_À FAIRE_
1. Recopiez mot pour mot le passage de l'extrait qui commence à « Étant donné la » et se termine à « et sa culture. ».
2. D'après l'extrait, que désigne chacune des lettres du sigle ESG ?
3. En vous appuyant sur l'extrait, expliquez s'il vous plaît, en une à trois phrases, pourquoi il semblerait contre-intuitif de supposer que les acteurs bancaires, fiduciaires, avocats et autres conseillers patrimoniaux n'ont aucun rôle à jouer.

_PASSAGE EXTRAIT_
Étant donné la part de marché conséquente de la Suisse en matière de gestion de fortune transfrontalière, il semblerait contre-intuitif d’assumer que les acteurs bancaires, fiduciaires, avocats et autres conseillers patrimoniaux, n’aient aucun rôle à jouer. En tant qu’interlocuteurs privilégiés de familles fortunées ou influentes, parfois les deux, nous pouvons faire le choix d’ouvrir un dialogue sur les opportunités qu’offre une fortune familiale non seulement pour ses membres mais également au-delà de ceux-ci. Cela ne peut s’envisager que dans le strict respect de ce qui fait de chaque famille ce qu’elle est, ses valeurs et sa culture.

D’un projet familial philanthropique intergénérationnel, en passant par la prise en compte des facteurs ESG (environnement, social, gouvernance) dans la construction d’un portefeuille titres, ou dans le choix de la voie la moins imposable en matière de structuration et de transmission patrimoniale dans le respect des législations fiscales en vigueur, les sujets ne manquent pas.

_MATÉRIEL FOURNI_

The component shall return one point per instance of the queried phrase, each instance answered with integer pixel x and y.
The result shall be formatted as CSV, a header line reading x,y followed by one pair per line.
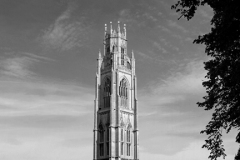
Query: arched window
x,y
122,56
101,140
123,92
107,139
128,142
122,59
129,139
107,93
128,65
122,142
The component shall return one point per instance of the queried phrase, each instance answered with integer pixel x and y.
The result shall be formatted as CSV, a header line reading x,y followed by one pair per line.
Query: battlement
x,y
115,33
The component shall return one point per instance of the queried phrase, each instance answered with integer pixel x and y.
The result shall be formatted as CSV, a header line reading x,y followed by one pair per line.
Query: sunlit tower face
x,y
115,111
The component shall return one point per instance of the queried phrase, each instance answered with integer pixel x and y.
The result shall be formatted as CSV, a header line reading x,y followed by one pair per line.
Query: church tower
x,y
115,109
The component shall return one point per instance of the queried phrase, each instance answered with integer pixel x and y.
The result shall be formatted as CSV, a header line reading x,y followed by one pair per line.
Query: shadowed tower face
x,y
115,110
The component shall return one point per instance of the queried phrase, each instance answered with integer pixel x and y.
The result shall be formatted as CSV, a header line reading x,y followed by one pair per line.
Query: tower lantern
x,y
115,109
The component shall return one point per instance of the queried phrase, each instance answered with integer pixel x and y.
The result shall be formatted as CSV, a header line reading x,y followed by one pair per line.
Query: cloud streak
x,y
65,34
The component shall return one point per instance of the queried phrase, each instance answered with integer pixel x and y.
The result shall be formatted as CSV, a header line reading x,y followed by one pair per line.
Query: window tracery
x,y
123,92
107,93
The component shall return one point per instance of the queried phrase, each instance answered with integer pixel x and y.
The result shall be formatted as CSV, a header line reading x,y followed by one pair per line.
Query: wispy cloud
x,y
174,24
160,48
19,64
65,33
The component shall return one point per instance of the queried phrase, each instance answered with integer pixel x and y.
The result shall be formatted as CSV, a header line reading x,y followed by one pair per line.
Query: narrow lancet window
x,y
123,92
107,93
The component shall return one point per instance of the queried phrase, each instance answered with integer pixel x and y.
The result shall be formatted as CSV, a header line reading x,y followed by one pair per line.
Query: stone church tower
x,y
115,111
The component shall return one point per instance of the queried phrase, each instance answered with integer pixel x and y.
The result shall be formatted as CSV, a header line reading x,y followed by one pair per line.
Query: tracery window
x,y
123,92
122,141
107,139
122,56
101,140
128,65
107,93
128,142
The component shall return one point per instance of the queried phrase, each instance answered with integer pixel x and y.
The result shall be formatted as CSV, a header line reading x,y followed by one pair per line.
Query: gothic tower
x,y
115,110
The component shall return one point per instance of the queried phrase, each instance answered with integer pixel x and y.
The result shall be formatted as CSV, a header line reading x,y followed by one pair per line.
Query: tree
x,y
223,69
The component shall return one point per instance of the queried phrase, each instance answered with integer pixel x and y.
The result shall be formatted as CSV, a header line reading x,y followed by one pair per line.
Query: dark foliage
x,y
223,69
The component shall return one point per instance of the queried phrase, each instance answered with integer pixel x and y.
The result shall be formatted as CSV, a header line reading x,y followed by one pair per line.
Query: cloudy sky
x,y
48,51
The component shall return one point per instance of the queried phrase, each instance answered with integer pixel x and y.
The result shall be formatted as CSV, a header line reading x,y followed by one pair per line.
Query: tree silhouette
x,y
223,68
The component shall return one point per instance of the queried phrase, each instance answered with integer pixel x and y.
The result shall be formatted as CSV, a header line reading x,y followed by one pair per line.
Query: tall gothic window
x,y
123,92
122,56
122,141
107,139
101,140
107,93
128,65
128,142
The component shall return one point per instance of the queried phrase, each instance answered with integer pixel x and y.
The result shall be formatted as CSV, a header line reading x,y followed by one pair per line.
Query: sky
x,y
48,52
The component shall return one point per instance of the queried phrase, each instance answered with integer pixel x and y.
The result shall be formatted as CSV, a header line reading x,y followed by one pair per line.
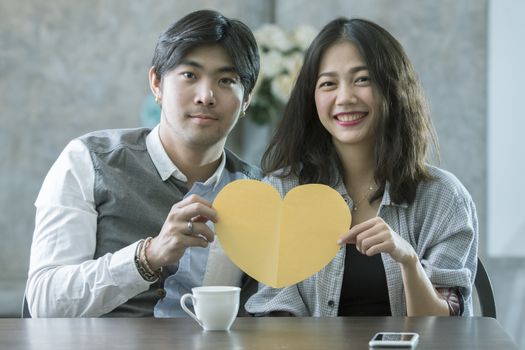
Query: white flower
x,y
271,36
282,86
271,64
281,60
303,35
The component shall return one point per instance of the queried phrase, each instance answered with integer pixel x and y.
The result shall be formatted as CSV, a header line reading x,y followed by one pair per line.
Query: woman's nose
x,y
346,95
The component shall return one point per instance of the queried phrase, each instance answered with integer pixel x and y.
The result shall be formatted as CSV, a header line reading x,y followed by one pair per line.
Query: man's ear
x,y
246,102
154,84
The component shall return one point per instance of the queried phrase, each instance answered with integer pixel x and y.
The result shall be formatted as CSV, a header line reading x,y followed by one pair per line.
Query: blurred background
x,y
70,67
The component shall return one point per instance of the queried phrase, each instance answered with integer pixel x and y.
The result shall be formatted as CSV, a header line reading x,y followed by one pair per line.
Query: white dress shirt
x,y
64,280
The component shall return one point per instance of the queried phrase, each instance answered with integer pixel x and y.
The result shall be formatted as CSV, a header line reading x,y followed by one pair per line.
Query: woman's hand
x,y
374,236
177,234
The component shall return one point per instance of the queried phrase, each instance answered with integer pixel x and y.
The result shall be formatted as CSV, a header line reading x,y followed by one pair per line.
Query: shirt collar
x,y
165,166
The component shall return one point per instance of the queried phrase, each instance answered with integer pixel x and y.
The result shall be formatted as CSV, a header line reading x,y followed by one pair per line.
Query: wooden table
x,y
249,333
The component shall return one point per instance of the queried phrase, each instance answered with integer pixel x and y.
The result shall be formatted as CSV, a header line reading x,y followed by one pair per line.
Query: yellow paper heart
x,y
280,242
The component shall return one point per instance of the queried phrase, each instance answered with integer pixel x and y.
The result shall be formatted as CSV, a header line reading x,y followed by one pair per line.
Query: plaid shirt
x,y
441,224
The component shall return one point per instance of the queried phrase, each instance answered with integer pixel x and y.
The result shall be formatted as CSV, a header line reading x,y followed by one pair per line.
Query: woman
x,y
357,120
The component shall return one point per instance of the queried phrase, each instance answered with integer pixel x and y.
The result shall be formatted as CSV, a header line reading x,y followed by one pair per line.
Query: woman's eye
x,y
188,75
325,84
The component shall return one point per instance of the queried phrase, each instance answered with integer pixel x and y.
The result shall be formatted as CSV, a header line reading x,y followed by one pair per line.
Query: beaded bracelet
x,y
141,262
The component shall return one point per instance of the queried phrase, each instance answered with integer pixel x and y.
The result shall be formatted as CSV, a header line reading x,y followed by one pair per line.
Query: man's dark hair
x,y
208,27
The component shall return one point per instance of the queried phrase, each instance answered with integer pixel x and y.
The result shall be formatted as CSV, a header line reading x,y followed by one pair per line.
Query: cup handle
x,y
185,308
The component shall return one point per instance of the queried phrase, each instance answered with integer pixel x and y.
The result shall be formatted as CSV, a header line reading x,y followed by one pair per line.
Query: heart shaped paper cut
x,y
280,242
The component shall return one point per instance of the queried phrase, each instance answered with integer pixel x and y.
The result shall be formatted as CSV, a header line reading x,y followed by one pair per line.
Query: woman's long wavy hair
x,y
303,147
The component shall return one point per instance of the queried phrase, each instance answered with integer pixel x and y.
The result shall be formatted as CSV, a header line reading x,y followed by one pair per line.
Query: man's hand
x,y
176,234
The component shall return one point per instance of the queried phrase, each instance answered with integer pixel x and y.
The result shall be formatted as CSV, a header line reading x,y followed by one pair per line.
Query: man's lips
x,y
204,116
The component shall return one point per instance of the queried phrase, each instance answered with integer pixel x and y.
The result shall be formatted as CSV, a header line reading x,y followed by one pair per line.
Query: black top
x,y
364,291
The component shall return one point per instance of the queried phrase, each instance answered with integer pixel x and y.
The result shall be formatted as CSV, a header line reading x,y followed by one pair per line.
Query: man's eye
x,y
363,80
188,75
227,81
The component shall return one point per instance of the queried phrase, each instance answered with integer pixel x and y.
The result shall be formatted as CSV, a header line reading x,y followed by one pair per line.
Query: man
x,y
120,210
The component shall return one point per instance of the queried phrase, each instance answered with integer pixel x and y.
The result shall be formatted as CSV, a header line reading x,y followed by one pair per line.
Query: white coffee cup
x,y
215,307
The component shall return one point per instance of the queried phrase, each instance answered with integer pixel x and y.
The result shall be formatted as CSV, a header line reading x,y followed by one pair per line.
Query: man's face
x,y
202,99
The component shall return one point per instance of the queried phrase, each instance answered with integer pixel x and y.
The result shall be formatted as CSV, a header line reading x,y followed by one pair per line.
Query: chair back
x,y
487,302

_CORRIGÉ DE L'EXERCICE_
1.
Étant donné la part de marché conséquente de la Suisse en matière de gestion de fortune transfrontalière, il semblerait contre-intuitif d’assumer que les acteurs bancaires, fiduciaires, avocats et autres conseillers patrimoniaux, n’aient aucun rôle à jouer. En tant qu’interlocuteurs privilégiés de familles fortunées ou influentes, parfois les deux, nous pouvons faire le choix d’ouvrir un dialogue sur les opportunités qu’offre une fortune familiale non seulement pour ses membres mais également au-delà de ceux-ci. Cela ne peut s’envisager que dans le strict respect de ce qui fait de chaque famille ce qu’elle est, ses valeurs et sa culture.

2. L'environnement, le social et la gouvernance.

3. La Suisse détient une part de marché conséquente en matière de gestion de fortune transfrontalière. Il serait donc contre-intuitif que ces acteurs n'aient aucun rôle à jouer.